WORK TO DO ->
Please lay out the data below as a two-column CSV with the header input,output, one row for every text-and-answer pair: the text goes in input and its answer in output, each in one quoted field with line breaks turned into spaces. Leave the pictures out.

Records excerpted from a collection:

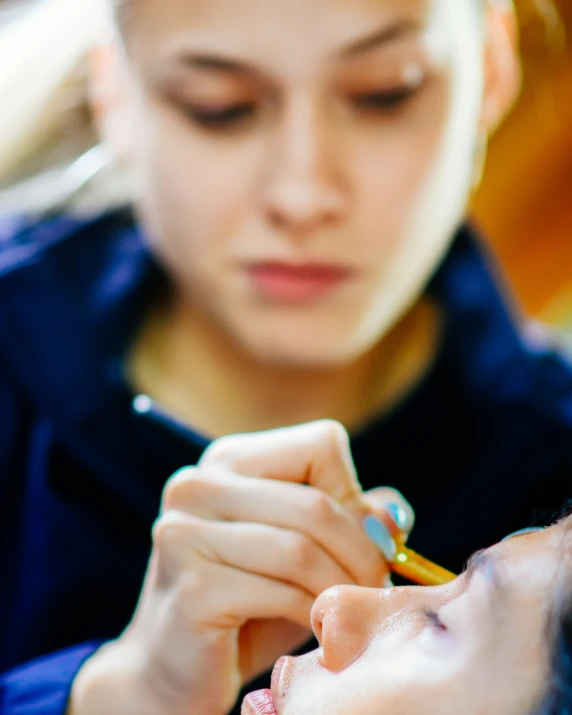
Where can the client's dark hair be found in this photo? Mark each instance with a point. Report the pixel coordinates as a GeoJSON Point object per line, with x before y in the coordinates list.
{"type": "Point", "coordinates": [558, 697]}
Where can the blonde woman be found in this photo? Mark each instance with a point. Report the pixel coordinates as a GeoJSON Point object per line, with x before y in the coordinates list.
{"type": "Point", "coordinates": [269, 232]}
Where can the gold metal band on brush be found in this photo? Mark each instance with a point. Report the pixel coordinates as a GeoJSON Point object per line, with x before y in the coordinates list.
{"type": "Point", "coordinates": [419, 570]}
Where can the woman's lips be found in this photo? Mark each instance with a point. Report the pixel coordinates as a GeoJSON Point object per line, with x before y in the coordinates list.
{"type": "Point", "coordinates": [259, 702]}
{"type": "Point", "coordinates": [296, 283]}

RESPONSE BELOW ->
input,output
"Where can the client's dark hair be found in this photo? Mark each instance with a point. Report the pixel coordinates as a GeoJSON Point object per line, with x before y in the coordinates list.","{""type"": ""Point"", ""coordinates"": [558, 697]}"
"Where can the blonde woman be found in this photo? Mark each instance with a point. Report the pixel coordinates as a GeoJSON Point object per line, with x before y in the coordinates list.","{""type"": ""Point"", ""coordinates"": [269, 232]}"
"Where can the gold metal band on brush be found in this photo? Mark each instance with a point. Report the pixel coordinates as a GeoJSON Point object per line, with x before y in the coordinates list.","{""type"": ""Point"", ""coordinates"": [419, 570]}"
"Where can the woman's lips be found in this photo? Mark each instance with a point. Report the pixel coordinates as a GeoJSON Point object per line, with x before y in the coordinates list.","{""type"": ""Point"", ""coordinates"": [259, 702]} {""type"": ""Point"", ""coordinates"": [296, 283]}"